• **Source passage**:

GSI Crossover Kitchen Kit
7.30 in x 3.70 in x 4.30 in
Co-polyester, Nylon 66 and Polyethylene
Compact Scraper, Scrubby Pad, Cutting Board, Pivot Tongs, Pivot Spoon, Pivot Spatula, Spicer, Soap Bottle, Oil Bottle, Camp Towel, Tote
Where to Buy
An excellent companion to any pot-based GSI cookset.
Source: bought it new
Price Paid: $37.95
An excellent companion to any pot-based GSI cookset. Fitting perfectly into the pot-based GSI cooksets, it proves this company can not only make a cup that nests into a bowl...but complete cooksets that nest into another.
This takes up no additional room in your pack if you already own a GSI cookset, and it is so well organized that never again will you have to fish around for your cooking gear. There's even a small amount of room left in the bag to fit a couple sporks, too!
- Compatible and nests into GSI cooksets
- Well organized
- Thoughtful, multi-use design
- Backed by GSI's top-notch customer service
- Utensils sensitive to heat
I bought this accessory kit to go along with (and inside of) my Pinnacle Backpacker set.
As I mentioned in my review of that cookset, after nesting the mugs inside the bowls, you're still left with half-a-pot's-worth of storage space.
SIZE AND WEIGHT
That said, this kit comes in a semi-circle-shaped, zippered nylon pouch, designed to occupy the other half of the pot.
The kit measures 7.3" x 4.3" x 3.7" - small enough to nest inside a GSI Pinnacle Backpacker Cookset!
It only adds 9.6 ounces to your existing kit, far worth the weight for as much flexibility as this affords you.
Inside you'll find the following:
- Pivot Tongs
- Pivot Spoon (with measuring lines)
- Pivot Spatula (with a serrated cutting edge)
- Small Cutting Board
- Eye-Dropper Bottle (for [biodegradable] dish soap)
- Small Bottle (with flip-out spout) for cooking oil
- "Spice Missile," designed to hold four different spices/seasonings
- Food Scraper, with soft silicone and hard plastic edges
- Microfiber Dish Towel
- Non-abrasive plastic Scrubber Pad
I bought this new for the retail price of almost $40. It may seem like a lot to pay, sure, considering you could walk into a dollar store and buy all these components for ten bucks.
Why is this worth four times that amount? Simple.
If you already own a GSI cookset, this fits inside of it. You may be adding a little weight, but you're adding absolutely zero volume to your current bag or pack.
Everything has a place inside this little bag, and you'll never again have to dig around looking for a particular item.
The underside of the lid has a mesh pocket which holds the scrubber pad and dish towel.
Another pocket inside the bag, at the back, holds the food scraper (tucked into a pocket behind the white cutting board in the picture above).
CUTTING BOARD, FOOD SCRAPER, SCRUBBER PAD, and DISH TOWEL (CLOCKWISE from L)
The scrubber pad and towel work as you'd expect them to, and while a little small, their size is what enables them to fit in this kit, so you really can't begrudge them that.
The scraper is a handy, oblong-shaped, tool. With both silicone soft edges and plastic hard edges, it can either scrape-off burned food, or skim the last of a sauce from the pot.
SPICER, SOAP BOTTLE & OIL BOTTLE
These are held in place by three elastic loops at the front of the bag.
The refillable bottles are a nice touch.

• **Dataset**:
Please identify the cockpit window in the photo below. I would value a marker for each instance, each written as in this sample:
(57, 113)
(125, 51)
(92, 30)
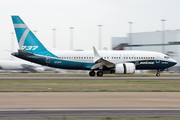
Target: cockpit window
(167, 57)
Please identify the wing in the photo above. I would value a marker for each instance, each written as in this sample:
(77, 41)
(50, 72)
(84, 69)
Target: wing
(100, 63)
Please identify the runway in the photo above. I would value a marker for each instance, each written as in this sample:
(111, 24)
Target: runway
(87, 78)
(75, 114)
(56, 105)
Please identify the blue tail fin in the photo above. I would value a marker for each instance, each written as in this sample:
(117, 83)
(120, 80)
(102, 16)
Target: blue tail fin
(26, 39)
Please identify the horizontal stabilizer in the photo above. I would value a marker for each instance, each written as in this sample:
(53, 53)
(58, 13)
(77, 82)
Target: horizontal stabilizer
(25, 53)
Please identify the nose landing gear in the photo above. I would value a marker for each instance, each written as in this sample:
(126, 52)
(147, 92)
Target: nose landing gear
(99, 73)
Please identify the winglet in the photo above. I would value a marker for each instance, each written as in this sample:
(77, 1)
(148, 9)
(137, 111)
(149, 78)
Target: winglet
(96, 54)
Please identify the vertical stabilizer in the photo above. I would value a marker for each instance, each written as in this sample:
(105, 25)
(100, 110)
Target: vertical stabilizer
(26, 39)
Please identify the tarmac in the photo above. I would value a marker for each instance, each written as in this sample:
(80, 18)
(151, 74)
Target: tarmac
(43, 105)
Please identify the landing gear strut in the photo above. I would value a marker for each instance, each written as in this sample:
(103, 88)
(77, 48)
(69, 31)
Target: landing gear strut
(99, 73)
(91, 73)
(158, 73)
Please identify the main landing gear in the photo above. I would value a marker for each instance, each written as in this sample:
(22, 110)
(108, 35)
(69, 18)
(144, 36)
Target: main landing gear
==
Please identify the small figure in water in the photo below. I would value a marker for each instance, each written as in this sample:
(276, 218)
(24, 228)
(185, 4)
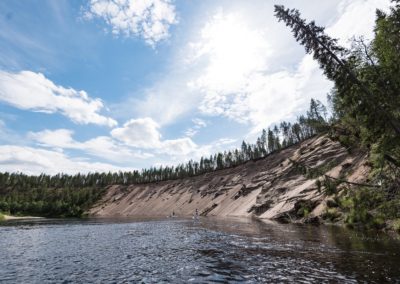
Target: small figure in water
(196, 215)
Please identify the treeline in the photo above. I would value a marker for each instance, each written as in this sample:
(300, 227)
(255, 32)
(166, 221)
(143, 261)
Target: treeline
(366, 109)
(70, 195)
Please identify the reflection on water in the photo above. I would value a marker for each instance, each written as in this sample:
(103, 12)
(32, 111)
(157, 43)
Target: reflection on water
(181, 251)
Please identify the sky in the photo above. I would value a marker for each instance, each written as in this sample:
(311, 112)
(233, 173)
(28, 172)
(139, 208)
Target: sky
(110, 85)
...
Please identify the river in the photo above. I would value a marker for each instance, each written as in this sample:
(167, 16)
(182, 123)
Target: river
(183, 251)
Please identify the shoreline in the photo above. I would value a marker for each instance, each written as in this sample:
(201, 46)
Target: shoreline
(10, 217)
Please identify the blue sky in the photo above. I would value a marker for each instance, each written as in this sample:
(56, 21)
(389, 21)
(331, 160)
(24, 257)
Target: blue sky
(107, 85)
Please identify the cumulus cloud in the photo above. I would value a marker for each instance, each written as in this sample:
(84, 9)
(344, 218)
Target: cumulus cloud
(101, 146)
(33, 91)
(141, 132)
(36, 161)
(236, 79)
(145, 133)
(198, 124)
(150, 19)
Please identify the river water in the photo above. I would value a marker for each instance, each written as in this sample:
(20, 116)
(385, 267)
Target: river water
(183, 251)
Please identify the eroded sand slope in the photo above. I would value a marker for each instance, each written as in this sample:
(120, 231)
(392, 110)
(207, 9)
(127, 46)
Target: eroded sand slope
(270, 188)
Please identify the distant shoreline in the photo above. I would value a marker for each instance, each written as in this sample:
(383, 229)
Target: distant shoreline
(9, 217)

• **Task to carry out**: Continue the review of the GSI Crossover Kitchen Kit from the point where it stops.

• **In response**:
Pop the top of the dropper to refill it with soap.
Unscrew the oil bottle for its refills. If your inner Paula Deen is compelling you to do a lot of frying, plan accordingly and pack a little more oil than this bottle holds.
(I've also managed to fit a couple LMF sporks in this bag as well).
That's how it all — literally — stacks up.
It is the spicer, however, that deserves the biggest mention of the three.
One two-compartment shaker screws atop another, acting as a lid.
And a lid goes over the top shaker.
Each of the two shakers has a double-sided, rotating top: simply twist to adjust how much seasoning you want to sprinkle on your food.
You'd think this would be difficult to refill, but GSI has thought that through, too.
A secret lid pops off the bottom shaker (shown sitting atop the orange bottom lid) to reveal a third lid, completely open on one side, and completely closed on the reverse. Replace the shaker lid with this lid to make refilling easy.
There are 4 compartments that you can fill to your liking. I keep mine basic (Salt, Black Pepper, Garlic Powder, and Hamburger Seasoning). You can add anything from curry powder to cinnamon.
GSI bills the spicer as "waterproof," and as worried as I may be that my spices will be the first thing on the kayak to capsize, I would like to think this works both ways, and - as an airtight container - helps keep your spices fresh.
The utensils, though, are the stars of this kit.
PIVOT SPATULA, PIVOT TONGS & PIVOT SPOON (L to R)
The utensils all neatly fold in half and stack atop another, and the cutting board is slipped behind them.
They're all made from a heat-resistant and durable plastic, with a matte orange handle pivoting from a shiny gray "business end" of the utensil.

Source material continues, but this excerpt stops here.